■ Task goal: Print the passage from the delven-js parser page, starting at "npm install --save" and ending at "console.info(JSON.stringify(ast))", copied word for word.

■ Document text:

+ + + + +

/delven-js

ECMAScript parser

Primary LanguageJavaScriptApache License 2.0Apache-2.0

delven-js

ECMAScript parser written in TypeScript using ANTL(EBNF) for grammar and lexer generation that generates ESTree-compatible AST.

Features

  • Fully supported ECMAScript 2020
  • ESTree Spec compliant
  • Well tested ~1000 unit tests

Installation

npm install --save delven-js

Example usage

    import ASTParser from "./ASTParser"

    const code = `let x = ()=> {1}`
    const ast = ASTParser.parse({ type: "code", value: code });
    console.info(JSON.stringify(ast))

Output

{
    "type": "Program",
    "body": [
        {
            "type": "VariableDeclaration",
            "declarations": [
                {
                    "type": "VariableDeclarator",
                    "id": {
                        "type": "Identifier",
                        "name": "x"
                    },
                    "init": {
                        "type": "ArrowFunctionExpression",
                        "id": null,
                        "params": [],
                        "body": {
                            "type": "Literal",
                            "value": 1,
                            "raw": "1",
                            "start": 0,
                            "end": 0
                        },
                        "generator": false,
                        "expression": true,
                        "async": false
                    }
                }
            ],
            "kind": "let"
        }
    ],
    "sourceType": "module",
    "start": 0,
    "end": 0
}

API

Development Setup

Notes on why certain thing have been done and how they has been overcomed.

nvm cache clear
nvm install v14.5.0
nvm use v14.5.0

npm install

Start publishing changes

 npx babel --watch src --out-dir dist --extensions '.ts'  --source-maps inline
 antlr4 -Dlanguage=JavaScript *.g4 -o ../parser -visitor -no-listener

Run ESLint

npx eslint ./src/

Run

Enable / Disable trace warnings Warning: Accessing non-existent property 'INVALID_ALT_NUMBER' of module exports inside circular dependency

node --trace-warnings ./dist/index
node --no-warnings  ./dist/index

Grammars

ANTL grammar based on the official ANTL4 ecma/javascript grammar

This build includes fixes to both grammars and ANTL javascript runtimes.

Footnotes

Grammar is annotated with footnotes that descbe why it diverged from the main. Pull reuqest are in place to have them merged into main.

+ + + + +

■ Record set:
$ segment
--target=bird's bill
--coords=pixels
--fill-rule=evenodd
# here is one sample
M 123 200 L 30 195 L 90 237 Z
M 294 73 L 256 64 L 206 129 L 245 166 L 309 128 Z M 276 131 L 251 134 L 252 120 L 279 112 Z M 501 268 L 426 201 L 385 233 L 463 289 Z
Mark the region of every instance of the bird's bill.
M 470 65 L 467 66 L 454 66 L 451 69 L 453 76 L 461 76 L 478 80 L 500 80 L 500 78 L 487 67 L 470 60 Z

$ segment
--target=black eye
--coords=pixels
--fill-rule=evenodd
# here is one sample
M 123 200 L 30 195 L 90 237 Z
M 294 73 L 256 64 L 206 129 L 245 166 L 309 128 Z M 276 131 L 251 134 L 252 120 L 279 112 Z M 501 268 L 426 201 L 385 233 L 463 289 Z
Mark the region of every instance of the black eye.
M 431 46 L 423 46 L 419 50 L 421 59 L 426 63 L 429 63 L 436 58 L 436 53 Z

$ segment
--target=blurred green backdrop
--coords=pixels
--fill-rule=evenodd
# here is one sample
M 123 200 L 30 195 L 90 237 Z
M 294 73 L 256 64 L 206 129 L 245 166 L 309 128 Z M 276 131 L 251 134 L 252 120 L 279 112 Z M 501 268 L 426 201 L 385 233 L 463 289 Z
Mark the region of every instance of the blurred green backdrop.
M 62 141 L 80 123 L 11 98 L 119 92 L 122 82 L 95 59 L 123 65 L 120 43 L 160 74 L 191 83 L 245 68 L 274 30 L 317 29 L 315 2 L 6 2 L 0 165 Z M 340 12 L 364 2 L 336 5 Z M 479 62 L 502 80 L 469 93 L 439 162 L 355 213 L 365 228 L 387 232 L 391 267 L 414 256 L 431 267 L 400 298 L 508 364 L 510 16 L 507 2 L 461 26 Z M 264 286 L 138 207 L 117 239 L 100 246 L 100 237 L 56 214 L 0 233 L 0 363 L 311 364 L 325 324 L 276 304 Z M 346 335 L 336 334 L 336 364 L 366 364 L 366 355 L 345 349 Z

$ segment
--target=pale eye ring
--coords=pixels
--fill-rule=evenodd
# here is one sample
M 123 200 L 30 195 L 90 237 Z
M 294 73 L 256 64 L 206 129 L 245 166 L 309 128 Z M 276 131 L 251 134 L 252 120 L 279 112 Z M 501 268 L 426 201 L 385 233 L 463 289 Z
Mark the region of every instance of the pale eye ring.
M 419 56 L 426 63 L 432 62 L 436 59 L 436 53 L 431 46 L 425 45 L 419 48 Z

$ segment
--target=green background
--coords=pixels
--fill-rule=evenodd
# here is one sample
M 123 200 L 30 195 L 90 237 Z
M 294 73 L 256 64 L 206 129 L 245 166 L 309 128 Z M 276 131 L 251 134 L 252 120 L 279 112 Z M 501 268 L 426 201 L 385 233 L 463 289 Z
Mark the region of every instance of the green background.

+ + + + +

■ Output of the exercise:
npm install --save delven-js

Example usage

    import ASTParser from "./ASTParser"

    const code = `let x = ()=> {1}`
    const ast = ASTParser.parse({ type: "code", value: code });
    console.info(JSON.stringify(ast))